What the exercise asks | Copy every one of the lines below word for word, and leave the pictures out of your answer.

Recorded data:
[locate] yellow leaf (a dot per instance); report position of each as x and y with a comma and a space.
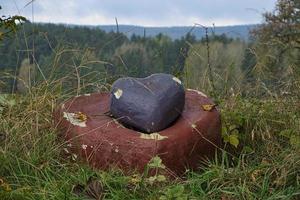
208, 107
80, 116
233, 140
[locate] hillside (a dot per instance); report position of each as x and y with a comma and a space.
176, 32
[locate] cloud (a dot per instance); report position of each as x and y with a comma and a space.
142, 12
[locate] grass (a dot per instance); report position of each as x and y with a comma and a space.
265, 165
260, 160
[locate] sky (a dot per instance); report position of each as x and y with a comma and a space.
141, 12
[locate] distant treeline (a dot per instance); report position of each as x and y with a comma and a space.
111, 54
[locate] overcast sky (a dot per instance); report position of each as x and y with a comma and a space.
141, 12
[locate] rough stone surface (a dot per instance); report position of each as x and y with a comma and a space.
148, 104
103, 142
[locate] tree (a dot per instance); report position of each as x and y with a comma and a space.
9, 24
277, 46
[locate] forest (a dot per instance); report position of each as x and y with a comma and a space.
255, 85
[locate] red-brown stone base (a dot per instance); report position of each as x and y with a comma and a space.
104, 143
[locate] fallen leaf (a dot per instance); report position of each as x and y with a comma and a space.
208, 107
233, 140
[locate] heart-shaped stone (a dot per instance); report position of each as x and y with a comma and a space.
147, 104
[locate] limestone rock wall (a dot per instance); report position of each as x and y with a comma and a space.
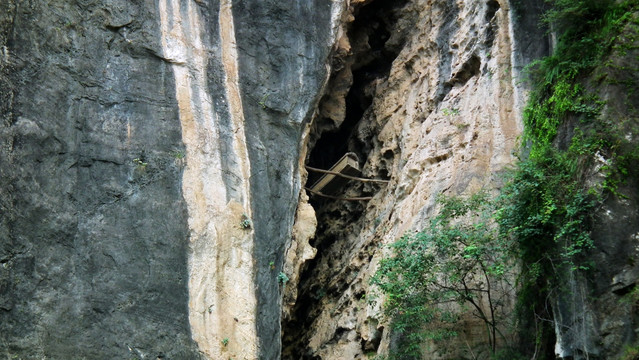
150, 175
444, 117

Answer to this task |
[locate] yellow leaf (a dot per instance); report position of each as x and y with a comma and a space.
208, 107
80, 116
233, 140
[locate] hillside (a dot per instance); report position of each as x and y with a comma and a space.
176, 32
[locate] cloud (a dot per instance); report position of each as x and y with a comma and a space.
142, 12
[locate] grass (a dot per instance); report position of each as x and y with a comma and a space.
265, 165
260, 160
[locate] sky (a dot per instance); report position of each as x and y with a comma and a space.
141, 12
[locate] distant treeline (a dot per instance); report position of each as x and y with a comma and a space.
111, 54
[locate] overcast sky (a dot per instance); report position of each as x and y with a comma and a space.
141, 12
[locate] rough stone surface (a dot per instance); report position of each as x and y with a comma and a space.
148, 104
103, 142
[locate] tree (a dot per instance); report position of each as x and y with a comma and a space.
9, 24
277, 46
[locate] forest (a dot per instance); report position of each as x and y with a comma and a space.
255, 85
[locate] red-brown stone base (a dot per instance); report position of each as x and y with a comma and a space.
104, 143
[locate] fallen leaf (a dot per instance); report position of each as x and y with a comma and a space.
208, 107
233, 140
[locate] heart-shaped stone (a dot per instance); report position of each as x and y with a comma and a space.
147, 104
[locate] limestone rock wall (a dot per instance); report position of each as x and y with a comma and a space.
150, 175
444, 117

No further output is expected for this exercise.